### TEXT SHOWN:
##########

BWV 700

All of Bach: a project by the Netherlands Bach Society

Vom Himmel hoch da komm ich her

BWV 700 performed by Elske te Lindert
Bovenkerk, Kampen

Elske explains why Bach wrote 'Organo Pleno' in the score. What does it mean?

Pretend fugue

The angel descends to earth in a wonderful grand opening.

For this piece, Bach arranged a cheerful Christmas chorale, with words and music written by Luther himself. The first two lines of the chorale paraphrase the words of the angel who brings the glad tidings to the shepherds: “I descend from heaven on high; I bring you wonderful new tidings”. It has been suggested that in Luther’s day this chorale was sung at the traditional Christmas play of the biblical nativity, where sometimes an angel came down on a rope. Bach does something similar at the beginning of this chorale arrangement. In the opening bars, it seems like he will use the chorale in a perfect fugue. The four parts come in one after another, from high to low, with the first line of the chorale melody. This is followed by a few pretend entrances, giving the impression that there are more than four parts, and the pedal eventually joins in after twenty bars. But then, as if the young Bach (it is an early work) had underestimated this ambitious intention, the piece continues with freer imitations and figurations of the chorale melody.

##########

### SUPPLIED INFORMATION:
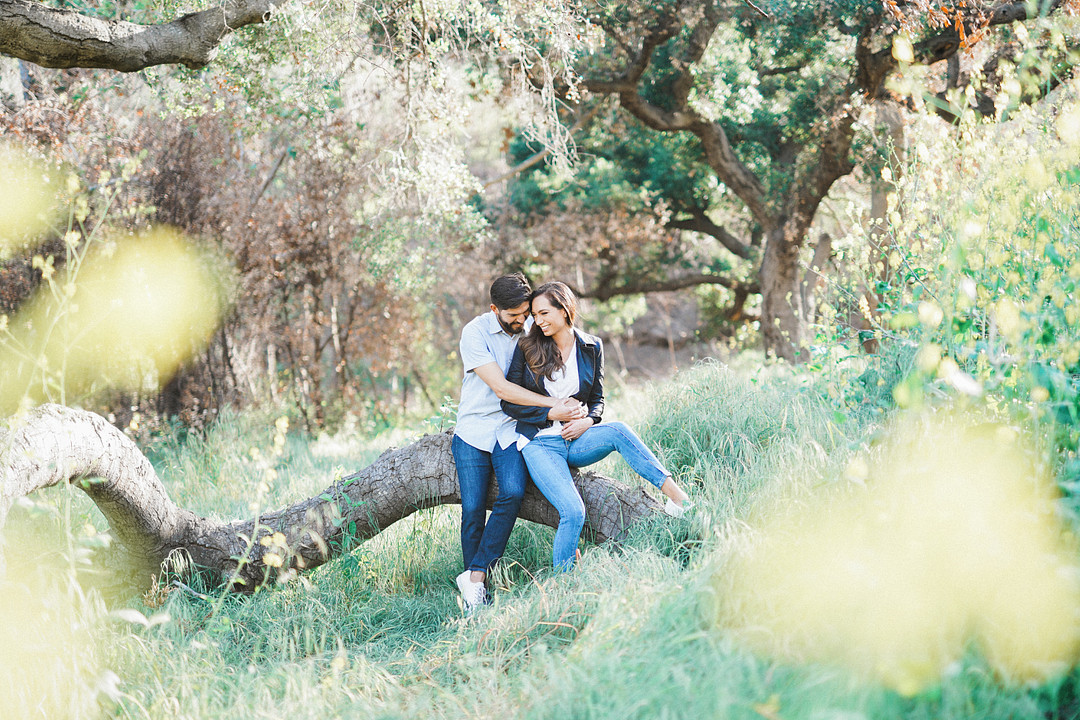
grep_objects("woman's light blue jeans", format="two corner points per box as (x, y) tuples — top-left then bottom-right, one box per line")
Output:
(522, 422), (671, 570)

##########

### WORK TO BE COMPLETED:
Reproduce the full BWV 700 page word for word, from its heading to its final sentence.

### RESULT OF THIS TASK:
BWV 700

All of Bach: a project by the Netherlands Bach Society

Vom Himmel hoch da komm ich her

BWV 700 performed by Elske te Lindert
Bovenkerk, Kampen

Elske explains why Bach wrote 'Organo Pleno' in the score. What does it mean?

Pretend fugue

The angel descends to earth in a wonderful grand opening.

For this piece, Bach arranged a cheerful Christmas chorale, with words and music written by Luther himself. The first two lines of the chorale paraphrase the words of the angel who brings the glad tidings to the shepherds: “I descend from heaven on high; I bring you wonderful new tidings”. It has been suggested that in Luther’s day this chorale was sung at the traditional Christmas play of the biblical nativity, where sometimes an angel came down on a rope. Bach does something similar at the beginning of this chorale arrangement. In the opening bars, it seems like he will use the chorale in a perfect fugue. The four parts come in one after another, from high to low, with the first line of the chorale melody. This is followed by a few pretend entrances, giving the impression that there are more than four parts, and the pedal eventually joins in after twenty bars. But then, as if the young Bach (it is an early work) had underestimated this ambitious intention, the piece continues with freer imitations and figurations of the chorale melody.